#### [Excerpted text]
Content starts

Dietary recommendations for people with epilepsy


The ketogenic diet is often recommended for children with epilepsy. This diet is low in carbohydrates and high in fats. The diet forces the body to use fat for energy instead of glucose, a process called ketosis.

The diet requires a strict balance between fats, carbohydrates, and protein. That’s why it’s best to work with a nutritionist or dietitian. Children on this diet must be carefully monitored by a doctor.

The ketogenic diet doesn’t benefit everybody. But when followed properly, it’s often successful in reducing the frequency of seizures. It works better for some types of epilepsy than others.

For adolescents and adults with epilepsy, a modified Atkins diet may be recommended. This diet is also high in fat and involves a controlled carb intake.

About half of adults who try the modified Atkins diet experience fewer seizures. Results may be seen as quickly as a few months.

Because these diets tend to be low in fiber and high in fat, constipation is a common side effect.

Talk to your doctor before starting a new diet and make sure you’re getting vital nutrients. In any case, not eating processed foods can help improve your health.

Learn more about how your diet can affect epilepsy »

Epilepsy and behavior: Is there a connection?

Children with epilepsy tend to have more learning and behavioral problems than those who don’t. Sometimes there’s a connection. But these problems aren’t always caused by epilepsy.

About 15 to 35 percent of children with intellectual disabilities also have epilepsy. Often, they stem from the same cause.

Some people experience a change in behavior in the minutes or hours before a seizure. This could be related to abnormal brain activity preceding a seizure, and may include:

  • inattentiveness
  • irritability
  • hyperactivity
  • aggressiveness

Children with epilepsy may experience uncertainty in their lives. The prospect of a sudden seizure in front of friends and classmates can be stressful. These feelings can cause a child to act out or withdraw from social situations.

Most children learn to adjust over time. For others, social dysfunction can continue into adulthood. Between 30 to 70 percent of people with epilepsy also have depression, anxiety, or both.

Antiseizure medications can also have an effect on behavior. Switching or making adjustments to medication may help.

Behavioral problems should be addressed during doctor visits. Treatment will depend on the nature of the problem.

You might also benefit from individual therapy, family therapy, or joining a support group to help you cope.

Content ends

#### [Dataset records]
Content starts

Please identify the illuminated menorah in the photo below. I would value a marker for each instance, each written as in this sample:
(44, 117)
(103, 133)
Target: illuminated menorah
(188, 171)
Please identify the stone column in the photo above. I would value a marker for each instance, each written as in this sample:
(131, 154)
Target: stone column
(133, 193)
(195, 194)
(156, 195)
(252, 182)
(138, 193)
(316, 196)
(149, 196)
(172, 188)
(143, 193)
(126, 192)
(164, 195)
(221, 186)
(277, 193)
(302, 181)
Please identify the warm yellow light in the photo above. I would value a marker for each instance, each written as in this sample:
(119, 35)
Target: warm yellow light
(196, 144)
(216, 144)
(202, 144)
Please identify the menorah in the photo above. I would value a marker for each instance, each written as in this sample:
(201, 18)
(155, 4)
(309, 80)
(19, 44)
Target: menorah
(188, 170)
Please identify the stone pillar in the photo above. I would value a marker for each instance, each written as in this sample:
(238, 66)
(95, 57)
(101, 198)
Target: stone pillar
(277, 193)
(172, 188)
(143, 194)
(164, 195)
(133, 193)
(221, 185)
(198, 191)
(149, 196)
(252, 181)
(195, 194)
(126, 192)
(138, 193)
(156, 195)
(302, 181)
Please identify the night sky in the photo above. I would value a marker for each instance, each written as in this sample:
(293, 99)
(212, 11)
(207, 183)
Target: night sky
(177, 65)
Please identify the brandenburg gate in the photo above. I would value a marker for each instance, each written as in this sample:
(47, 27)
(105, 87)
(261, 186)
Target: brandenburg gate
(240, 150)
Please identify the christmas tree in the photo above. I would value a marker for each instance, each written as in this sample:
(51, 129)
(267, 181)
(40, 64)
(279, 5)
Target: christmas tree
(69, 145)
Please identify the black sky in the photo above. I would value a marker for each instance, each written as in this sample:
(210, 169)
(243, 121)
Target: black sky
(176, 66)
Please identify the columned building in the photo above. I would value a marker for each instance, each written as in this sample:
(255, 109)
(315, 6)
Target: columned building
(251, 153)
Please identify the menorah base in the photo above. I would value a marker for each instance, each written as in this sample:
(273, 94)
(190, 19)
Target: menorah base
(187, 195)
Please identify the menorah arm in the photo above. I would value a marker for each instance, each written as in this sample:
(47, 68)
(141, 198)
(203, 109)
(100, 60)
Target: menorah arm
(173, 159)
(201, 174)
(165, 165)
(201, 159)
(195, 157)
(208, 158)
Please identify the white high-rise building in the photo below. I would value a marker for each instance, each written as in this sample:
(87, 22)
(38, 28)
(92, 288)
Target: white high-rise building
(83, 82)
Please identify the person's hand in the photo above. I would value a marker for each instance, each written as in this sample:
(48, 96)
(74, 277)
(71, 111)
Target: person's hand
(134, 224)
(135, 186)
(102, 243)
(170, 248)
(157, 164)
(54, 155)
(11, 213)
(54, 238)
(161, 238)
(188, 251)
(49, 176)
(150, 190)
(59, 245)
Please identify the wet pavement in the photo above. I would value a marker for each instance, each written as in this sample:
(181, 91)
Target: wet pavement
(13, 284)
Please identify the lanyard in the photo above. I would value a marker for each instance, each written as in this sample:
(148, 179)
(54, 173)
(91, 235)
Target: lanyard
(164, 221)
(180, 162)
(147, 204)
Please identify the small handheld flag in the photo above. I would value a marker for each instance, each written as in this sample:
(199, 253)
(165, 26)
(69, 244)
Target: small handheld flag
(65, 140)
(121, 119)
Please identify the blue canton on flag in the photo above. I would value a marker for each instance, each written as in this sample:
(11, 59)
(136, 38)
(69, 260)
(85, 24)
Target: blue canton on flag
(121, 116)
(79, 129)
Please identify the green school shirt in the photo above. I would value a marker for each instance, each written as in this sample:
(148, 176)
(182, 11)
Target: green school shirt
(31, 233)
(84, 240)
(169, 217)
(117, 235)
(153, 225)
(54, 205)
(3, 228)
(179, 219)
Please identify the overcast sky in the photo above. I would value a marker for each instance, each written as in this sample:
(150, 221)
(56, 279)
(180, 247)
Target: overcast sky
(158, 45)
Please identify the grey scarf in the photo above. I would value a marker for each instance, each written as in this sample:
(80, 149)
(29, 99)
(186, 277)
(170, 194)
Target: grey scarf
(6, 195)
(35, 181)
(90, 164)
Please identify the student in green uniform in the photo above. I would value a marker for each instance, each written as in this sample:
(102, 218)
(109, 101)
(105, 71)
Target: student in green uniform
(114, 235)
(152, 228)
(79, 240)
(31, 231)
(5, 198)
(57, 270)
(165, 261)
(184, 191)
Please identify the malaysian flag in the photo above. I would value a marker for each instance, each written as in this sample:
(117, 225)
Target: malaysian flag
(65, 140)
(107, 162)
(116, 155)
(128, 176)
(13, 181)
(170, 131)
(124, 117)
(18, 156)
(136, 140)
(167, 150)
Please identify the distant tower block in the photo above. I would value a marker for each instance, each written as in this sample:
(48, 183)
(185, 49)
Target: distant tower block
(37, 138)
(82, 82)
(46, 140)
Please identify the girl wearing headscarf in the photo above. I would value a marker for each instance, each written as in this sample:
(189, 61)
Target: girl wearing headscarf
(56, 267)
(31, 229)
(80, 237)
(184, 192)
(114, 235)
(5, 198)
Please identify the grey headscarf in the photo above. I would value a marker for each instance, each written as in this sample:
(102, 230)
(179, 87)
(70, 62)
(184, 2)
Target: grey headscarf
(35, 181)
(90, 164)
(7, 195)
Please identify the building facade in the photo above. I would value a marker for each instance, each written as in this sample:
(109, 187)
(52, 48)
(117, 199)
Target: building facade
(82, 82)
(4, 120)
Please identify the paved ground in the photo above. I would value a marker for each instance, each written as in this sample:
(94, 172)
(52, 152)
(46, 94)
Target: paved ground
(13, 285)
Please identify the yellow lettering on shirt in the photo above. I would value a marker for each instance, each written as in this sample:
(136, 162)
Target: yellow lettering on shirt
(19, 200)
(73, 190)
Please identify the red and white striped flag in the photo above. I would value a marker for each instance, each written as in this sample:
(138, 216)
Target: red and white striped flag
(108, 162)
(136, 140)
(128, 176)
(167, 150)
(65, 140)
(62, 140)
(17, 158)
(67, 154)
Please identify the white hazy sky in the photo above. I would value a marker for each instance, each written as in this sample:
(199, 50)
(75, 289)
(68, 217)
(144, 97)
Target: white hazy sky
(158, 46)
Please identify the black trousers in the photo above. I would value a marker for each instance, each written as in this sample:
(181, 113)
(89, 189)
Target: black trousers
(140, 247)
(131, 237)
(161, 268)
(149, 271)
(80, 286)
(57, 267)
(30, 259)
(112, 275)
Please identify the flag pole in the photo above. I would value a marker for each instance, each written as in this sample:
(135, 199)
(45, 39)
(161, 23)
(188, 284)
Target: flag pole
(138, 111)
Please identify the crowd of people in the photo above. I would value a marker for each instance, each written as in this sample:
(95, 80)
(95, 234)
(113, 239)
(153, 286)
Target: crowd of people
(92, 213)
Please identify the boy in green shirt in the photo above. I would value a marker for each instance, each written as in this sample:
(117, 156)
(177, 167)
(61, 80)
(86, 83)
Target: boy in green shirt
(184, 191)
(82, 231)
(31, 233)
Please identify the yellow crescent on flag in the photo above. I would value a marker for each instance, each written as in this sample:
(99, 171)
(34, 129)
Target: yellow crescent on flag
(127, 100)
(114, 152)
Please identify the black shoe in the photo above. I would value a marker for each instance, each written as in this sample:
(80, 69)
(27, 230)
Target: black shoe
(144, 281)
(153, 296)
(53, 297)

Content ends

#### [Problem to work on]
For each statement below, say whether it agrees with the text on epilepsy, diet, and behavior, and quote the words from the text that settle it. (a) The ketogenic diet helps everyone with epilepsy. (b) About half of adults who try the modified Atkins diet have fewer seizures. (c) Constipation is a common side effect of these diets.

#### [Final answer]
(a) No: "The ketogenic diet doesn’t benefit everybody."
(b) Yes: "About half of adults who try the modified Atkins diet experience fewer seizures."
(c) Yes: "constipation is a common side effect."